▶ What is expected
Word for word, copy out the records given below.

Supplied information START

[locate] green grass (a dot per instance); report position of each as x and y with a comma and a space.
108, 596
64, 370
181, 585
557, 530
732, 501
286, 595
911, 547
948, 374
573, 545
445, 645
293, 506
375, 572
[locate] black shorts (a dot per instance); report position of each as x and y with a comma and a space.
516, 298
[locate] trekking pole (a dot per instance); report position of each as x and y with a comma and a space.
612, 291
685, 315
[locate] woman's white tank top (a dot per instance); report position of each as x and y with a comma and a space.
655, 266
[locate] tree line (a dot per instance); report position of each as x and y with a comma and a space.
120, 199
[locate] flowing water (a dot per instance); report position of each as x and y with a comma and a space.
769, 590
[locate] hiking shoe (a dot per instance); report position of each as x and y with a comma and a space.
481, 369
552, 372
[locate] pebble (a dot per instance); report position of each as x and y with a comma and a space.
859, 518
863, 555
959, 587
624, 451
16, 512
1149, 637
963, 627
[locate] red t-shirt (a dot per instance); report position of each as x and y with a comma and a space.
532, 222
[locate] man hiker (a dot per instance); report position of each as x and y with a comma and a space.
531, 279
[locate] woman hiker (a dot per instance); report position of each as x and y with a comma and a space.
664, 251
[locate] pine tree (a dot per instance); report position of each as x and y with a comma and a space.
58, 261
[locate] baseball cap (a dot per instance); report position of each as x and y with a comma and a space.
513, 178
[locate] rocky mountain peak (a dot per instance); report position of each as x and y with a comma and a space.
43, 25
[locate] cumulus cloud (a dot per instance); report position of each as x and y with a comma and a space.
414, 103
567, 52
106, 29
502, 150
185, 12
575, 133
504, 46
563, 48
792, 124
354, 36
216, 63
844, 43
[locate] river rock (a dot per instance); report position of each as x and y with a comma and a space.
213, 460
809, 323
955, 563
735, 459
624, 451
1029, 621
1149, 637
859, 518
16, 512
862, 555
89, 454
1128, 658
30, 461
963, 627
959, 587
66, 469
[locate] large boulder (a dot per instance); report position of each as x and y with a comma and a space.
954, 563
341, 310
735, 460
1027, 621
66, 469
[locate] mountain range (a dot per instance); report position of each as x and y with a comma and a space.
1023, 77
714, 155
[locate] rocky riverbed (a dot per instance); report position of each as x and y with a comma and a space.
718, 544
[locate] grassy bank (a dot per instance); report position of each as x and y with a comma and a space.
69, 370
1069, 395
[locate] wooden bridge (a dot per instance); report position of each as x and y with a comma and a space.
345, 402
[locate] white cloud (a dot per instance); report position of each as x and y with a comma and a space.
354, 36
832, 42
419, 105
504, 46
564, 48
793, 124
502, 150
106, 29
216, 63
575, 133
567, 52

Supplied information END

▶ Task solution
[locate] green grass (a dot per instance); report position of each as x and y with a comma and a space.
108, 596
64, 370
181, 585
557, 530
732, 501
286, 595
911, 547
948, 374
573, 545
445, 645
293, 506
375, 572
[locate] black shorts (a dot per instance); report position of each as x and y with a comma and a space.
516, 298
[locate] trekking pole (a dot per instance); report position of each as x and y with a comma and a space.
612, 291
685, 315
[locate] woman's white tank top (a dot per instance); report position of each as x and y with a comma and a space.
655, 266
[locate] tree line (a dot per instance); report position of each as x and y with a comma and a space.
120, 199
[locate] flowing water (a dot per instance); report position of each as x and y with a comma and a space.
769, 590
[locate] hiking shoe (a dot per instance); report position of each as x and y with a comma and a space.
481, 369
552, 372
[locate] pebble (a dot per instance); report position of each as x and y with a comma and a space.
859, 518
863, 555
959, 587
624, 451
16, 512
1149, 637
963, 627
[locate] red t-shirt (a dot per instance); report position of each as x and y with a comma and a space.
532, 222
[locate] man hiker (a dot per instance); report position of each as x and y with a comma and a space.
531, 279
[locate] woman hiker (a dot per instance); report position of each as x and y with a comma and a space.
664, 251
[locate] pine tree (a dot per instance); report position of each as x and y with a comma and a space.
58, 261
[locate] baseball cap (a dot per instance); report position of each as x and y with a comma and a space.
513, 178
[locate] rocky mountain peak (a dot per instance); report position of each as x and y with a comma and a space.
43, 25
[locate] cumulus cloud (a dot per instance); report position of each as x and y with a comma and a space.
414, 103
567, 52
106, 29
502, 150
185, 12
575, 133
504, 46
563, 48
792, 124
354, 36
216, 63
844, 43
[locate] river rock (a dot per instance); report position of each as x and y with a comma and a space.
213, 460
809, 323
955, 563
735, 459
624, 451
1029, 621
1149, 637
859, 518
16, 512
862, 555
89, 454
1128, 658
30, 461
963, 627
959, 587
66, 469
[locate] large boulder (a dot per instance); report position of each as x and y with a comma and a space.
954, 563
341, 310
735, 460
1027, 621
66, 469
[locate] mountain range (a dot per instance); report position of each as x and y with a comma and a space.
1023, 77
714, 155
[locate] rocky riverbed (a dot per instance); report position of each as x and y with a comma and a space.
718, 544
[locate] grassy bank (a dot per instance); report position of each as x and y with a comma and a space.
69, 370
1069, 395
[locate] wooden bridge (a dot per instance); report position of each as x and y with a comma and a space.
345, 402
[locate] white cloud (a dot per instance); report position of each as x and y with a comma and a space.
354, 36
832, 42
419, 105
504, 46
564, 48
793, 124
502, 150
106, 29
216, 63
575, 133
567, 52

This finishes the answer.